• **Written exercise**
Can you arrange every line of the items below as a numbered list, leaving out any blank lines?
══════
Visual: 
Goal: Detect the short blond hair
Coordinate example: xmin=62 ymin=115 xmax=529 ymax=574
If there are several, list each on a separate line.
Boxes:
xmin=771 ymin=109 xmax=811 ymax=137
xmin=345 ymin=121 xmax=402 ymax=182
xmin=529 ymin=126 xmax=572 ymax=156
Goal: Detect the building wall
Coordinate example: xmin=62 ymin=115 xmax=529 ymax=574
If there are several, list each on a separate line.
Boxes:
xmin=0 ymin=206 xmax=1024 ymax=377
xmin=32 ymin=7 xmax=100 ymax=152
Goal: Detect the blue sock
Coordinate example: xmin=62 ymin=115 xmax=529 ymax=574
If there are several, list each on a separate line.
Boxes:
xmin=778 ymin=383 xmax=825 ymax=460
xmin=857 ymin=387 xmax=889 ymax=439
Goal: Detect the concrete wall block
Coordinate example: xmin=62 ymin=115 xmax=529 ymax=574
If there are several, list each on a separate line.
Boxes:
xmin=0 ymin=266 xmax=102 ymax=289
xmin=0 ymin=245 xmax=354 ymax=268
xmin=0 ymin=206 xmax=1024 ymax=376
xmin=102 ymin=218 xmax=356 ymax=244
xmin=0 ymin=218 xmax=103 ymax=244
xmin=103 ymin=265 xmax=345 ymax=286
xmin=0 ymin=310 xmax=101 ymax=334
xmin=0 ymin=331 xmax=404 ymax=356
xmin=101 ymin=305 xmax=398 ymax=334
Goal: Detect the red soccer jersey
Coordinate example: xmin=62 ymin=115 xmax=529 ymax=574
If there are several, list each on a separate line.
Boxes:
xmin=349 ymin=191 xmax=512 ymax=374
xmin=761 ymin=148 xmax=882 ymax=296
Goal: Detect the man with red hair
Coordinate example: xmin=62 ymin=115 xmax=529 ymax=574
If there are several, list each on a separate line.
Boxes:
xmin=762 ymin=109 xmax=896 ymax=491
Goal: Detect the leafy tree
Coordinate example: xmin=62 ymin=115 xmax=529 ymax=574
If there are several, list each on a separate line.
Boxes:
══════
• **Written response**
1. Visual: 
2. Goal: Detect the short blond hair
3. Coordinate example: xmin=62 ymin=115 xmax=529 ymax=574
4. If there are several, list each on a separate line.
5. Boxes:
6. xmin=771 ymin=109 xmax=811 ymax=137
7. xmin=345 ymin=121 xmax=402 ymax=182
8. xmin=529 ymin=126 xmax=572 ymax=156
9. Goal: Detect the building wall
10. Coordinate example: xmin=62 ymin=115 xmax=529 ymax=574
11. If there are several, list each on a separate line.
12. Boxes:
13. xmin=0 ymin=206 xmax=1024 ymax=377
14. xmin=32 ymin=7 xmax=100 ymax=152
15. Goal: Detect the blue sock
16. Coordinate example: xmin=62 ymin=115 xmax=529 ymax=574
17. If there are several, list each on a separate line.
18. Boxes:
19. xmin=778 ymin=383 xmax=825 ymax=460
20. xmin=857 ymin=387 xmax=889 ymax=439
21. Goal: Detect the concrete wall block
22. Coordinate example: xmin=62 ymin=115 xmax=529 ymax=574
23. If there are several, list each on a separate line.
24. Boxes:
25. xmin=0 ymin=266 xmax=102 ymax=289
26. xmin=0 ymin=245 xmax=354 ymax=268
27. xmin=0 ymin=206 xmax=1024 ymax=376
28. xmin=102 ymin=218 xmax=356 ymax=244
29. xmin=0 ymin=218 xmax=103 ymax=244
30. xmin=103 ymin=265 xmax=345 ymax=286
31. xmin=0 ymin=310 xmax=101 ymax=334
32. xmin=0 ymin=331 xmax=404 ymax=356
33. xmin=101 ymin=305 xmax=398 ymax=334
34. Goal: Detect the red soccer jersey
35. Coordinate example: xmin=62 ymin=115 xmax=529 ymax=574
36. If there are several, list each on a separate line.
37. Boxes:
38. xmin=349 ymin=191 xmax=512 ymax=374
39. xmin=761 ymin=148 xmax=882 ymax=296
40. Goal: Detect the man with red hair
41. Coordinate example: xmin=62 ymin=115 xmax=529 ymax=574
42. If there are several, list each on a separate line.
43. Boxes:
44. xmin=762 ymin=109 xmax=896 ymax=491
45. Goal: Detect the leafy tree
46. Coordinate example: xmin=62 ymin=115 xmax=529 ymax=574
47. If there are several, list each on a separate line.
48. Boxes:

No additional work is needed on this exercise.